In a Tight Feed Market, Save Money at the Margins

In a Tight Feed Market, Save Money at the Margins

Predictions for 2022 are in, and feed prices will continue to run high due to increased demand and the continuing production and shipping issues felt around the world. Producers, already squeezed, would be wise to reassess their seasonal forage plan to maximize yield and quality.

Corn silage costs are high for a number of reasons. First and foremost, there is a global labor shortage. Agriculture, shipping, trucking, processing, packing, and other industries have reported continued issues with keeping their workforce fully staffed and well. These shortages result in disrupted work schedules and goods are taking longer to produce, harvest, process, and ship than ever before.

corn

In addition to labor issues, supply chain disruptions have rocked nearly every industry. Producers are seeing this play out in many aspects of the farm- chemicals, fertilizer, plastic, and a thousand other items that normally are available at the click of a button or a touch of the phone screen are now more expensive and rarer.

In this environment, many dairy and beef farmers are getting back to basics. What you do grow for feed should be of the highest quality and preserved as best as it can. When milk prices are low and feed costs are high, the margins matter even more.

The quality of the silage produced is the first key to keep costs under control- monitor moisture and harvest at the best time to get the most nutrition from your crops. Check chop length and cut height to ensure easy digestibility and reduce the presence of mycotoxins from the soil.

Once harvested, crops rapidly lose nutritional value. Ensiling properly will ensure you have optimum nutrition available when needed. Spread only what you can properly pack- usually 4-6 inches per run. Pack heavily, taking your time to get enough weight on the silage. The industry standard in the US is a density of 15 lbs per cubic foot, which requires approximately 1,000 pounds of packing weight per ton of silage delivered per hour. Getting to 17-20 lbs per cubic foot density can reduce dry matter loss and increase your value per ton.

corn harvesting

Once packed, cover immediately with an oxygen barrier plastic to begin fermentation and protect your investment. The plastic should be applied by a team wearing rubber boots or sneakers to avoid putting holes in it, and any rips or tears should be patched immediately. A reusable cover over the plastic underlay is a great way to reduce plastic usage, save money over time, and provide robust physical protection of the silage. In today’s market, corn silage has a nutritive value over $100 per ton. By reducing dry matter loss at every step in the process, you’ll have more feed for your herd and more money in your pocket.

——————————

Exercise prompt: Extract the portion of the feed-market text from "In addition to" up to and including "matter even more.", keeping its wording unchanged. Rely only on the text about saving money on feed; do not draw on outside knowledge.

——————————

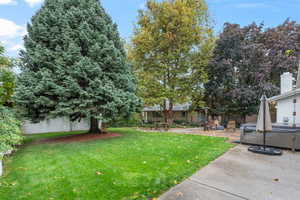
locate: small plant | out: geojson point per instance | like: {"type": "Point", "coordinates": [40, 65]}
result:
{"type": "Point", "coordinates": [10, 132]}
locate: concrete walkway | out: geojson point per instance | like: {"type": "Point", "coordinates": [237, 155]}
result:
{"type": "Point", "coordinates": [240, 175]}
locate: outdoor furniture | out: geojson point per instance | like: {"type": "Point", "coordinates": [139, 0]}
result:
{"type": "Point", "coordinates": [282, 136]}
{"type": "Point", "coordinates": [159, 126]}
{"type": "Point", "coordinates": [210, 125]}
{"type": "Point", "coordinates": [231, 126]}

——————————

Written solution:
In addition to labor issues, supply chain disruptions have rocked nearly every industry. Producers are seeing this play out in many aspects of the farm- chemicals, fertilizer, plastic, and a thousand other items that normally are available at the click of a button or a touch of the phone screen are now more expensive and rarer.

In this environment, many dairy and beef farmers are getting back to basics. What you do grow for feed should be of the highest quality and preserved as best as it can. When milk prices are low and feed costs are high, the margins matter even more.